→ **Rows from a pointing dataset**
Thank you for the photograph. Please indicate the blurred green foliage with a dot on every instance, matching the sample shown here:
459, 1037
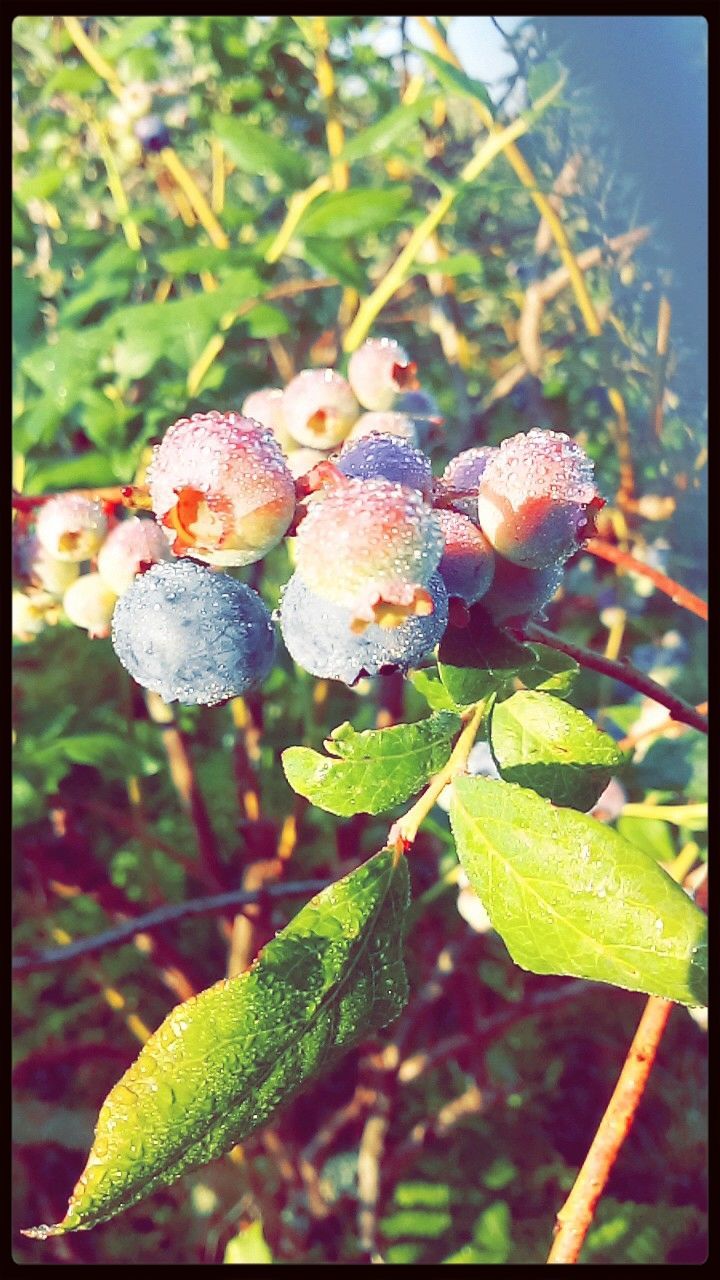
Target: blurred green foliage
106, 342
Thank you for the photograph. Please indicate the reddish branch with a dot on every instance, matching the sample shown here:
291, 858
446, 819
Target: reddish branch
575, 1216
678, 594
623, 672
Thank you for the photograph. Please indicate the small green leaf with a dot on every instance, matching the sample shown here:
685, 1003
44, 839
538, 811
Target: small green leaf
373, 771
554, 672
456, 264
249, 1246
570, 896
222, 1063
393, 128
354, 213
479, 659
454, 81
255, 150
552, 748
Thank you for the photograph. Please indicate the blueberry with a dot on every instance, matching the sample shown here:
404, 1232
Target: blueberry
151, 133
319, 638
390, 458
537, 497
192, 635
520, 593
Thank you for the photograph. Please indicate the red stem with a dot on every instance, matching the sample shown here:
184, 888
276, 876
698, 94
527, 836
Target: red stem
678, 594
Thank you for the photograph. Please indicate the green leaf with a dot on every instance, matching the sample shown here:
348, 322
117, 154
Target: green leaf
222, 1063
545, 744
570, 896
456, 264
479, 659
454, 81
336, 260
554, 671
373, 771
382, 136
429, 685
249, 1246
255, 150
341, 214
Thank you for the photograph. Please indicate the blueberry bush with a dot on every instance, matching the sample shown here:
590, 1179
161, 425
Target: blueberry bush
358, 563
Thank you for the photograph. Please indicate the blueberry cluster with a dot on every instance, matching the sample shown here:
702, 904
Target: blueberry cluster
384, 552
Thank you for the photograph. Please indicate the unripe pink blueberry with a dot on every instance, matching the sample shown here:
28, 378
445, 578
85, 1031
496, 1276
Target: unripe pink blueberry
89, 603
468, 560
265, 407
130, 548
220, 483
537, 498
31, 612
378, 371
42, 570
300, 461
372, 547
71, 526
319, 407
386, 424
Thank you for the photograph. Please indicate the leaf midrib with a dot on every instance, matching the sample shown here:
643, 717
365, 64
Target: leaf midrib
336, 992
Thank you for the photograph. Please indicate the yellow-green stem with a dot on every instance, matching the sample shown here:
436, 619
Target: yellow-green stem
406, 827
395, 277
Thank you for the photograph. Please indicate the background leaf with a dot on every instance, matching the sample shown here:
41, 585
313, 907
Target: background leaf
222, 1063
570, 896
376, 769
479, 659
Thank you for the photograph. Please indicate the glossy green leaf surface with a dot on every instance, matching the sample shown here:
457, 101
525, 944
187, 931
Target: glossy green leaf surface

→ **WHAT THIS TASK INVOLVES**
Reproduce without any change every line of the rows above, beginning with the line that contains "Thank you for the photograph. Please indicate the unripe" and continuing through the final line of the rows.

→ **EXPECTED ANSWER**
Thank you for the photograph. Please indicate the unripe pink blueberry with a dot on every instance, matching the sample shown here:
28, 378
445, 578
85, 1031
496, 1276
Target: unripe pink blueberry
89, 603
468, 560
265, 407
130, 548
220, 483
537, 498
31, 612
378, 371
42, 570
300, 461
372, 547
71, 526
319, 407
386, 424
Thank you for the photograph. Please indicate the leaf midrib with a dot on every instance, matching the sample shown here:
643, 717
365, 64
Target: leaf midrib
336, 992
Thank you for the photograph. Please indicate the yellow-green stem with a dot on every instance, matching the sample shown here:
436, 619
Target: yellow-green stem
406, 827
395, 277
Thank you for the photograph. Please indicate the background leaf with a dot on every instance, matching the sample shown here:
41, 585
313, 907
Target: background leaf
222, 1063
570, 896
376, 769
479, 659
Thank you for the photograph. Please indicate the glossy green leaf surface with a dot on every instance, matching the sample shown here:
457, 101
525, 944
187, 931
Target: glossy green leaf surface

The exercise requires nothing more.